--- Data for this task Enclosed Below ---

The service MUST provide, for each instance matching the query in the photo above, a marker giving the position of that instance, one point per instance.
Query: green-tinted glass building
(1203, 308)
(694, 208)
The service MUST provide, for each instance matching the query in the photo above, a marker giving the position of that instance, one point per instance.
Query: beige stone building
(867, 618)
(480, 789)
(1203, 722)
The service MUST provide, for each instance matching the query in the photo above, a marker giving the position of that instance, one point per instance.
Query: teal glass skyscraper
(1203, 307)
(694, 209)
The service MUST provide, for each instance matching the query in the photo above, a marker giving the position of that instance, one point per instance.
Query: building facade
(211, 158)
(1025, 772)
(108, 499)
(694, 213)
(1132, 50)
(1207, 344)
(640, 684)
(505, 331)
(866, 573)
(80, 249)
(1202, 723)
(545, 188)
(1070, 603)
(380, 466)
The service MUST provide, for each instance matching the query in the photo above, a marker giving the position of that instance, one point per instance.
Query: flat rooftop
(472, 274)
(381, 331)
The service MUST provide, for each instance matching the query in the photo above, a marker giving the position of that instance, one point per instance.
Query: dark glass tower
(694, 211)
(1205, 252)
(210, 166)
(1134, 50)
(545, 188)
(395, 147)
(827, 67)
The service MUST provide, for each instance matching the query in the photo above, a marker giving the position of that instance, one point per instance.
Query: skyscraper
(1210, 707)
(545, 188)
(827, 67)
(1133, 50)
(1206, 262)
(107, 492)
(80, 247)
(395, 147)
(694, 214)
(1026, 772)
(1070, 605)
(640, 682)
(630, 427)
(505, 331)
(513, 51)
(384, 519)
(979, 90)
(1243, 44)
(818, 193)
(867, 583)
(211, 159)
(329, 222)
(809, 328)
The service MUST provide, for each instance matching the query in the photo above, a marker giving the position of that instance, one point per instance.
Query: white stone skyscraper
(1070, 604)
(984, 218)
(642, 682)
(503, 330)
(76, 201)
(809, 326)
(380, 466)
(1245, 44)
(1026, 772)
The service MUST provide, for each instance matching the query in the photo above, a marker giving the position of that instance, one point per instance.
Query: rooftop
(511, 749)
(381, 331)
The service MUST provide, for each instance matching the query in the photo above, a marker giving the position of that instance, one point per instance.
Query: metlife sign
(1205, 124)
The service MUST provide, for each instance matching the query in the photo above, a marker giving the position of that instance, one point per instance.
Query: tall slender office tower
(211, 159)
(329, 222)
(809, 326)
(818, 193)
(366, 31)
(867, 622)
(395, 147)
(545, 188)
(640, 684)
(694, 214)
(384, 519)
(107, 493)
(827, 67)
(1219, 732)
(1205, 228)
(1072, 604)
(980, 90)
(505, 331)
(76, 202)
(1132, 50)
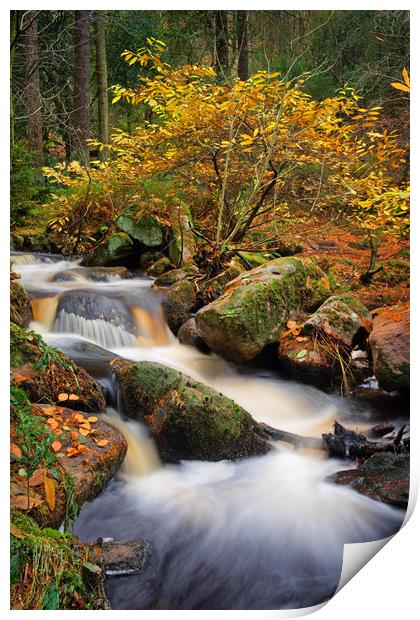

--- End of Enclosed Data for this task ---

▶ What to do
All that is wanted is the lines from the one holding "Query: rooftop" through the end of the material, duplicated exactly, with no pictures.

▶ Exercise result
Query: rooftop
(511, 749)
(381, 331)
The service MUST provide, for each instance matching the query in the photo above, a marker giving the position of that instance, one point per instance.
Query: metlife sign
(1205, 124)
The service MUST provide, for each instance matching the query in the photo above, a marker giving the position of that instance, one point per instance.
Query: tall slender office tower
(211, 159)
(329, 222)
(809, 326)
(818, 193)
(366, 31)
(867, 622)
(395, 147)
(545, 188)
(640, 684)
(694, 214)
(384, 519)
(107, 493)
(827, 67)
(1219, 732)
(1205, 228)
(1072, 604)
(980, 90)
(505, 331)
(76, 202)
(1132, 50)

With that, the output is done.